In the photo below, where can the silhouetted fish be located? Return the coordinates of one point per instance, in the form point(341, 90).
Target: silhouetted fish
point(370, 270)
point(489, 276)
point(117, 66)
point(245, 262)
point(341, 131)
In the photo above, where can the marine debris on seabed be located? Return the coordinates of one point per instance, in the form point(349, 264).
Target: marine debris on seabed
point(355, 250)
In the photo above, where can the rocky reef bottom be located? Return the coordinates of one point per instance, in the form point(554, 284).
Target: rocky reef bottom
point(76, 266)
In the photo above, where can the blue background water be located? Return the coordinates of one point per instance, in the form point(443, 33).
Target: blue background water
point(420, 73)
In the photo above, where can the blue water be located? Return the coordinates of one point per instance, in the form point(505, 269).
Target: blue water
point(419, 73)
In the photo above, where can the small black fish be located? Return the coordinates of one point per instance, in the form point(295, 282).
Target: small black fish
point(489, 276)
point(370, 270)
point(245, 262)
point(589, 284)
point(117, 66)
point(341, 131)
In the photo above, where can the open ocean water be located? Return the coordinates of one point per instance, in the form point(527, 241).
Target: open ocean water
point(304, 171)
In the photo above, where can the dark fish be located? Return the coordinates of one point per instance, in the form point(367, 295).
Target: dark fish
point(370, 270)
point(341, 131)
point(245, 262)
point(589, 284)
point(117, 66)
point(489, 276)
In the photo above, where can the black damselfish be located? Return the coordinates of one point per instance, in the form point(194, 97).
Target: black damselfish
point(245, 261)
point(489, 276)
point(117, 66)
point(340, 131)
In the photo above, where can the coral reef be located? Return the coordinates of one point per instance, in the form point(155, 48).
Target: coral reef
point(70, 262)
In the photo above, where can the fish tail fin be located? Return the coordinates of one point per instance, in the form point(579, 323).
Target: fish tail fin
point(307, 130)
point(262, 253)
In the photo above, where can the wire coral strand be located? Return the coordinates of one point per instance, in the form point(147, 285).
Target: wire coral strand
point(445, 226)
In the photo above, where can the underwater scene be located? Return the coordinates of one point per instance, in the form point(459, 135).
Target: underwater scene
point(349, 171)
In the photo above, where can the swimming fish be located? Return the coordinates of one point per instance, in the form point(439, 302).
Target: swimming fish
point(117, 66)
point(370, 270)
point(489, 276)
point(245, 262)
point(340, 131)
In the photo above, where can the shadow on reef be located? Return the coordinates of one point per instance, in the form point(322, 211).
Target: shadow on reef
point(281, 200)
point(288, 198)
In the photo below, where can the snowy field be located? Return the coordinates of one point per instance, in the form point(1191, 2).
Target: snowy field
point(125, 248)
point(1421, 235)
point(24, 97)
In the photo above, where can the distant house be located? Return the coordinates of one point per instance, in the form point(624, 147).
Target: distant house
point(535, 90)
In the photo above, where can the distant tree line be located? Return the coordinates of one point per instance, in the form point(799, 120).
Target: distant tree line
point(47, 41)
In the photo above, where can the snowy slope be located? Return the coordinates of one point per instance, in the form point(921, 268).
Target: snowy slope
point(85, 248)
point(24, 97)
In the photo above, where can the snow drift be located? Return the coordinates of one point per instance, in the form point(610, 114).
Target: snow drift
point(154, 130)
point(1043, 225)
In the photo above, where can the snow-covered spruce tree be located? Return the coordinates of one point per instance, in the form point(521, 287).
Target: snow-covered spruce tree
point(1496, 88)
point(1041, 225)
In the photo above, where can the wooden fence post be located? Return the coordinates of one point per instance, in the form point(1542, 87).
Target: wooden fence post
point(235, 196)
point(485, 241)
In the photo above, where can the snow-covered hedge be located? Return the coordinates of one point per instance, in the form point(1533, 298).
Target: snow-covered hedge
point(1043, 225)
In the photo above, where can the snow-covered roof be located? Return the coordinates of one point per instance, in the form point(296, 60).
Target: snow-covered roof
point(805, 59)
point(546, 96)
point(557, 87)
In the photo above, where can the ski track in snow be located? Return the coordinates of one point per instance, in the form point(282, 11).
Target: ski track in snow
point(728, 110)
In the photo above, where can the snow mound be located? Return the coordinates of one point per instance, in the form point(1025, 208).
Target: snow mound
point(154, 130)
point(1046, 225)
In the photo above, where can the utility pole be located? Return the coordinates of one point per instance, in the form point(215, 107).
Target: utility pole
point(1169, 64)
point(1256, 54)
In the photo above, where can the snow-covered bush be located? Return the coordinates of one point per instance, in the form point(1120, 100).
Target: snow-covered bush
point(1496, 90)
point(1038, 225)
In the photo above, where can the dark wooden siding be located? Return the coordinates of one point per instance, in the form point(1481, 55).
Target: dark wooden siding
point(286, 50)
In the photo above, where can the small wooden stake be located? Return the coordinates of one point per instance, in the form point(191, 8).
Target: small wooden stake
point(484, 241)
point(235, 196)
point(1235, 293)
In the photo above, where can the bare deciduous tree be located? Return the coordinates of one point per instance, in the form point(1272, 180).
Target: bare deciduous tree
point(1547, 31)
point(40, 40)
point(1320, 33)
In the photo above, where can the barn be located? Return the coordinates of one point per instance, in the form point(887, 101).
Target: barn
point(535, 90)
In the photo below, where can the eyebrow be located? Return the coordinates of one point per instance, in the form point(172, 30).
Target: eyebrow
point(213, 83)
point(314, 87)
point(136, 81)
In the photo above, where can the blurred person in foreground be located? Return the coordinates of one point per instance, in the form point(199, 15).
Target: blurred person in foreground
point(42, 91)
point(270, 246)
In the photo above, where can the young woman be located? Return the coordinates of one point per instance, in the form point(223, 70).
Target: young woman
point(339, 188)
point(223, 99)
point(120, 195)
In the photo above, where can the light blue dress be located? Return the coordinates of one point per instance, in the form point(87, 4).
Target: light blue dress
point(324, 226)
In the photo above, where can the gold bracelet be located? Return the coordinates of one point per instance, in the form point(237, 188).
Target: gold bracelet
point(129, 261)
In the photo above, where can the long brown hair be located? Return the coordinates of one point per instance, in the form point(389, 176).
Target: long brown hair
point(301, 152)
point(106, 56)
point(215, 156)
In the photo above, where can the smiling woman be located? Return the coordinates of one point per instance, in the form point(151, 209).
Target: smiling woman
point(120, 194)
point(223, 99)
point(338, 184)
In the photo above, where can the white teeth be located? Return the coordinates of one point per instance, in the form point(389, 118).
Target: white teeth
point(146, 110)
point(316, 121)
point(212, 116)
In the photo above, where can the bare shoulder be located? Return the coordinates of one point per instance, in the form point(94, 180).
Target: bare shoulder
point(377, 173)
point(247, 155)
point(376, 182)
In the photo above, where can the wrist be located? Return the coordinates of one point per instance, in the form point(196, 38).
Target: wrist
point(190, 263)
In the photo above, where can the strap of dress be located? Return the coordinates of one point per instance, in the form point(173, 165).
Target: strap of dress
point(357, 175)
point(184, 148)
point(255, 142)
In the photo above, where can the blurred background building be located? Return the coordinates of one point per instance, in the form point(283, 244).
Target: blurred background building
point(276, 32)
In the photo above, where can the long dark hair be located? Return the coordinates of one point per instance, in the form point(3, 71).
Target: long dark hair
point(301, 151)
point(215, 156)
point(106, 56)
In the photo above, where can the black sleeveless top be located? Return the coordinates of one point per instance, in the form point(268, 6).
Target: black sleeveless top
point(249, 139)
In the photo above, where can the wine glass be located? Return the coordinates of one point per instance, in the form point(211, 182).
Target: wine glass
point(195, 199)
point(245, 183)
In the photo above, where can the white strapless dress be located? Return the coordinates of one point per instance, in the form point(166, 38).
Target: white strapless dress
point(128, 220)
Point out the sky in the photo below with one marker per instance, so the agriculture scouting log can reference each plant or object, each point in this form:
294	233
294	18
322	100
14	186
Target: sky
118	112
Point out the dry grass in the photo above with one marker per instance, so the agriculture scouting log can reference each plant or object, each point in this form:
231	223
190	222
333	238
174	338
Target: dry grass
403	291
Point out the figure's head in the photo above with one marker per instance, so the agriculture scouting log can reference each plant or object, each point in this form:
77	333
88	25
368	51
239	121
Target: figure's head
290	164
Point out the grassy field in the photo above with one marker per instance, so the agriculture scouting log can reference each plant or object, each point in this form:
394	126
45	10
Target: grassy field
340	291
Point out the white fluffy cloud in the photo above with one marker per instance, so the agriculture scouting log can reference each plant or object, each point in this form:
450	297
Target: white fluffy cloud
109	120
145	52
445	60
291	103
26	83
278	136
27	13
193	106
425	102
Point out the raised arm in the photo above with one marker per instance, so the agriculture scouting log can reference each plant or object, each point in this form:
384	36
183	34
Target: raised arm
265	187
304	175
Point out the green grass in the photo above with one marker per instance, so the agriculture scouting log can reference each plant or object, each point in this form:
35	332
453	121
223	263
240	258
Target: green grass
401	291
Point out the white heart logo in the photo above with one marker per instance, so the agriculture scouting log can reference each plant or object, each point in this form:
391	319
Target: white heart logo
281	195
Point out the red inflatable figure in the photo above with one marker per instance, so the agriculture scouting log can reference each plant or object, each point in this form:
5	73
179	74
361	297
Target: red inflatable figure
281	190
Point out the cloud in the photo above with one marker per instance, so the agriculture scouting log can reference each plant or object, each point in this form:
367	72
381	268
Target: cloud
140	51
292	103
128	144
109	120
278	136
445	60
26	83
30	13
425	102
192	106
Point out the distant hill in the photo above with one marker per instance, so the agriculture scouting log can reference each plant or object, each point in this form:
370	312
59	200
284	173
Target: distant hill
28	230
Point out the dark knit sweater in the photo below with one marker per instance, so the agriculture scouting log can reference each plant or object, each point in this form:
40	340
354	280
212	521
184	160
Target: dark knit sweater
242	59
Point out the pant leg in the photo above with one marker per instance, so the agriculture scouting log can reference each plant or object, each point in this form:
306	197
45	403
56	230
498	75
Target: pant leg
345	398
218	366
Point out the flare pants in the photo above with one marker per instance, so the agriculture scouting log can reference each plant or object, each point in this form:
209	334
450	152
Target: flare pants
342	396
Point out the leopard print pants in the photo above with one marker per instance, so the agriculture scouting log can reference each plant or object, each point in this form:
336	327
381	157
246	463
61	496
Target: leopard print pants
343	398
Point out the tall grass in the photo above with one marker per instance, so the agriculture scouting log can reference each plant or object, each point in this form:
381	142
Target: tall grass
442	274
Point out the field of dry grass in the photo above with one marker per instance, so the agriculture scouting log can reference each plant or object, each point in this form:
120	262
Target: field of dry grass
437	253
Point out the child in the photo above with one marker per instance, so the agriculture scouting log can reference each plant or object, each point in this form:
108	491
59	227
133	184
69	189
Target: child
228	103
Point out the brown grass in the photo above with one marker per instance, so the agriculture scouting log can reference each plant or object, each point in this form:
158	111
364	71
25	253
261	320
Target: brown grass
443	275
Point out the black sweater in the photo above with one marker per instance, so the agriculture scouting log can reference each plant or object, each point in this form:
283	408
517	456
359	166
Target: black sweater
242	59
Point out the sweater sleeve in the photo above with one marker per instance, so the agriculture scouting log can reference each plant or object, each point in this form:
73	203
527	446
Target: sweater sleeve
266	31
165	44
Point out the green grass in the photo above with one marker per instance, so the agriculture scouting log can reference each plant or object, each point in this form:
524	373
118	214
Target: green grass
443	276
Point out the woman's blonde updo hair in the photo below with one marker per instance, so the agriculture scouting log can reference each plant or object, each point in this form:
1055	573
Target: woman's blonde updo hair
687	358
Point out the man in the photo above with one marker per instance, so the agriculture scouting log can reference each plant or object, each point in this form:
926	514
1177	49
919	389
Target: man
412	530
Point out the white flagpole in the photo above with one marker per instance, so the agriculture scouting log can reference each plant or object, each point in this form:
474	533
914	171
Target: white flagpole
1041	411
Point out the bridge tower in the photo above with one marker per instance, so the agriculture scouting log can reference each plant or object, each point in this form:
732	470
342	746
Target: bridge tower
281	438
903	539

◆ ◆ ◆

Looking at the data above, say how many lines contain the word "below", with no added words.

- Answer to the exercise
6